Supplied passage:
◇ ◇ ◇ ◇
This week, I met Ailie MacAdam, Senior VP and MD of the global rail division of Bechtel. I was introduced to her by the awesome Peter MacLennan from Crossrail, who thought that I might like to meet a female engineer who has played a leading role on huge civil engineering projects.
Ailie is a chemical engineer by training, and joined Bechtel directly on completion of her Masters. In that time, she has worked on everything from the Boston Central Artery project (often called the “Big Dig”), the UK’s High Speed 1 rail project and the central section of the Crossrail project.
The Big Dig was first up on the agenda. Boston had a “world-class traffic problem”, thanks to the presence of an elevated six-lane highway called the Central Artery (CA) that ran straight through with city. Designed in 1959 to comfortably carry about 75,000 vehicles daily, by the early 1990s, more than 200,000 vehicles used the route every day – congestion was a nightmare, road accident levels were dangerously high and .the city was beginning to suffer. So, the Big Dig began. One of the most ambitious road infrastructure projects in the world, it took 15 years of construction work, and involved re-routing the CA, replacing it with new roads and an eight-lane underground expressway, re-routing all utilities that ran through the footprint, creating many new public spaces. Altogether, the project constructed 161 miles of highway lanes, about half of which were in newly-built tunnels, excavating 12,200,000 cubic metres of material in total (enough to fill 10 Wembley Stadiums to the brim).
Aside from the huge cost of the project, the most-often discussed aspect of the Big Dig is the engineering that went into it, especially the tunnels, so I thought I’d tell you a little about them. Most of the digging area did not consist of dense clays or solid bedrock, oh no. Instead, it was a messy combination of left-over landfill, glacial debris and sunken ships! So, tunnelling through this material can’t be done by tunnel-boring machines (for more on TBMs, read this post).
And there was one other small complication. The new tunnel would largely follow the footprint of the elevated artery (the highway), without shutting down the highway. The Washington Post artfully described this process as “…like performing open-heart surgery on a patient running a marathon”! So, how did they do it? Well, Ailie and her team used a process called open-cut-and-cover tunnelling.
Figure: Cut and Cover Tunnel – (L) Top-Down Construction (R) Bottom-Up Construction (Image sourced here)
In “bottom-up” construction, a trench is excavated from the surface. Temporary support walls and struts are used to support the sides of the trench, and a tunnel is constructed within it. A roof is added too, of course. As sections of the tunnel are constructed, the surrounding trench is backfilled. Once the tunnel is complete, the surface material is restored and life above ground can go on as normal.
However, most of the Big Dig’s tunnelling used a top-down approach. In “top down” construction, d-walls (diaphragm walls) are inserted first – these will eventually become the tunnel walls. Then the team will excavate all the material between the d-walls, (forming the tunnel trench) until they reach what will become the tunnel floor. Slabs are added to the top of the trench and braced for extra support, and the surface materials restored. Work continues on inside the tunnel, but with minimal interruption to those at surface level.
In addition to just the complications of digging these massive eight-to-ten lane tunnels, the project also relocated almost 47 km of gas, electric, telephone, sewer, water, and other utility lines, turning what was a chaotic mess, into something that is beautiful to my (control-freak) eyes!
◇ ◇ ◇ ◇
Record extracts:

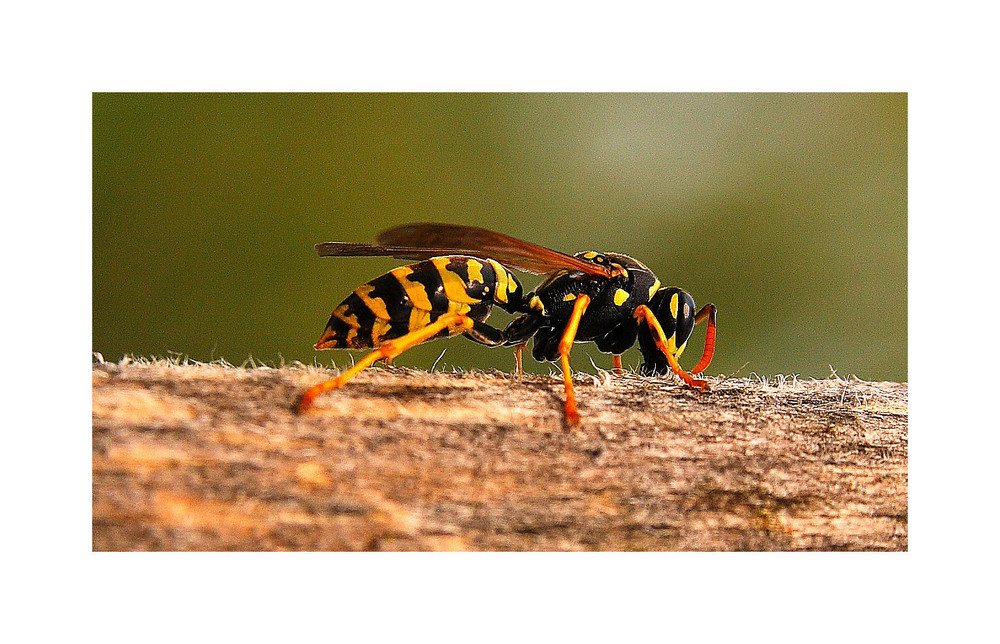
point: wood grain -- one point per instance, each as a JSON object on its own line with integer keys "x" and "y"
{"x": 212, "y": 457}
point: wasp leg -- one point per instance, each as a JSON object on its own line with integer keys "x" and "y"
{"x": 485, "y": 334}
{"x": 643, "y": 313}
{"x": 390, "y": 350}
{"x": 707, "y": 311}
{"x": 517, "y": 356}
{"x": 565, "y": 344}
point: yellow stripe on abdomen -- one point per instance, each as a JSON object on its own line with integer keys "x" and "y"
{"x": 415, "y": 291}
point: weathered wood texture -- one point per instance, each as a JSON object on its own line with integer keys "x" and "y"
{"x": 208, "y": 457}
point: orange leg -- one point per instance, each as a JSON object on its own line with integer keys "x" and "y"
{"x": 517, "y": 356}
{"x": 645, "y": 314}
{"x": 707, "y": 311}
{"x": 565, "y": 344}
{"x": 389, "y": 350}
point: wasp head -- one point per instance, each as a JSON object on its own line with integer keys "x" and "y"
{"x": 674, "y": 310}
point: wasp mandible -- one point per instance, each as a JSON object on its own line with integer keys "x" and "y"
{"x": 463, "y": 271}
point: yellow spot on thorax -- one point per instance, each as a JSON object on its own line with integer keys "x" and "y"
{"x": 416, "y": 292}
{"x": 419, "y": 319}
{"x": 503, "y": 282}
{"x": 455, "y": 288}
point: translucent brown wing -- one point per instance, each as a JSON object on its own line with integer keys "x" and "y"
{"x": 470, "y": 240}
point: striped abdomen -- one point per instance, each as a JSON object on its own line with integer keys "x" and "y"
{"x": 411, "y": 297}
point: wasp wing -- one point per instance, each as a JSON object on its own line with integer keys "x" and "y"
{"x": 348, "y": 249}
{"x": 420, "y": 241}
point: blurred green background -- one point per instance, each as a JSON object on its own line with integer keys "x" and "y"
{"x": 788, "y": 211}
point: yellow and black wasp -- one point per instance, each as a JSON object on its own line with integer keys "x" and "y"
{"x": 462, "y": 272}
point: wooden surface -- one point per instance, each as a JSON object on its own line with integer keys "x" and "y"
{"x": 209, "y": 457}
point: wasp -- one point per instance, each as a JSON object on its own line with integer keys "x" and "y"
{"x": 462, "y": 272}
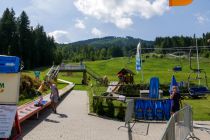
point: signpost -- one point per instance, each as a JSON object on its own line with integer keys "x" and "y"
{"x": 9, "y": 95}
{"x": 7, "y": 116}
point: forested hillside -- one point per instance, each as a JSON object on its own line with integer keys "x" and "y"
{"x": 31, "y": 44}
{"x": 108, "y": 47}
{"x": 102, "y": 48}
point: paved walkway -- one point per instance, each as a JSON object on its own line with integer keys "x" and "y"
{"x": 73, "y": 123}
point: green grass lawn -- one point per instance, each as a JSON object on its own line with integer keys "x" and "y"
{"x": 159, "y": 67}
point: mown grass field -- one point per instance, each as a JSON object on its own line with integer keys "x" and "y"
{"x": 159, "y": 67}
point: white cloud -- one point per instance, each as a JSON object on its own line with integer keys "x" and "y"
{"x": 120, "y": 12}
{"x": 96, "y": 32}
{"x": 201, "y": 18}
{"x": 80, "y": 24}
{"x": 60, "y": 36}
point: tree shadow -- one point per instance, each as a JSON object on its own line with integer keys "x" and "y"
{"x": 29, "y": 124}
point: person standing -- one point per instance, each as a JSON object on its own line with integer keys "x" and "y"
{"x": 175, "y": 97}
{"x": 54, "y": 96}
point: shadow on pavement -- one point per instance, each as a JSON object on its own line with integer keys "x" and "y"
{"x": 31, "y": 123}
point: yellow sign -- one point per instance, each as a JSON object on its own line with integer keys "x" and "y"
{"x": 179, "y": 2}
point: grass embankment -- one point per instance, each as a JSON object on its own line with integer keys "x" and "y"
{"x": 159, "y": 67}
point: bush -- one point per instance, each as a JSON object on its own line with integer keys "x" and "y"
{"x": 28, "y": 87}
{"x": 110, "y": 111}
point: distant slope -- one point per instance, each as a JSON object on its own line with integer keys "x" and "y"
{"x": 112, "y": 41}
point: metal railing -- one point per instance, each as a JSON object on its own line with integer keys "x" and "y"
{"x": 180, "y": 125}
{"x": 72, "y": 67}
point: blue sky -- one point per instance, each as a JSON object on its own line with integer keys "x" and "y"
{"x": 73, "y": 20}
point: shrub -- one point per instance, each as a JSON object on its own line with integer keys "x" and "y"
{"x": 110, "y": 111}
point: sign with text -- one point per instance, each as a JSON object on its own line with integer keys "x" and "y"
{"x": 9, "y": 88}
{"x": 179, "y": 2}
{"x": 7, "y": 116}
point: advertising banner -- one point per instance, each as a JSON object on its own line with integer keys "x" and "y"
{"x": 7, "y": 116}
{"x": 9, "y": 88}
◇ ◇ ◇ ◇
Exercise requirements:
a. In the post about the Big Dig, how many vehicles a day was the Central Artery designed to carry?
b. Reproduce the stretch of the Big Dig post from "However, most of" through "my (control-freak) eyes!".

Activity answers:
a. About 75,000 vehicles daily.

b.
However, most of the Big Dig’s tunnelling used a top-down approach. In “top down” construction, d-walls (diaphragm walls) are inserted first – these will eventually become the tunnel walls. Then the team will excavate all the material between the d-walls, (forming the tunnel trench) until they reach what will become the tunnel floor. Slabs are added to the top of the trench and braced for extra support, and the surface materials restored. Work continues on inside the tunnel, but with minimal interruption to those at surface level.
In addition to just the complications of digging these massive eight-to-ten lane tunnels, the project also relocated almost 47 km of gas, electric, telephone, sewer, water, and other utility lines, turning what was a chaotic mess, into something that is beautiful to my (control-freak) eyes!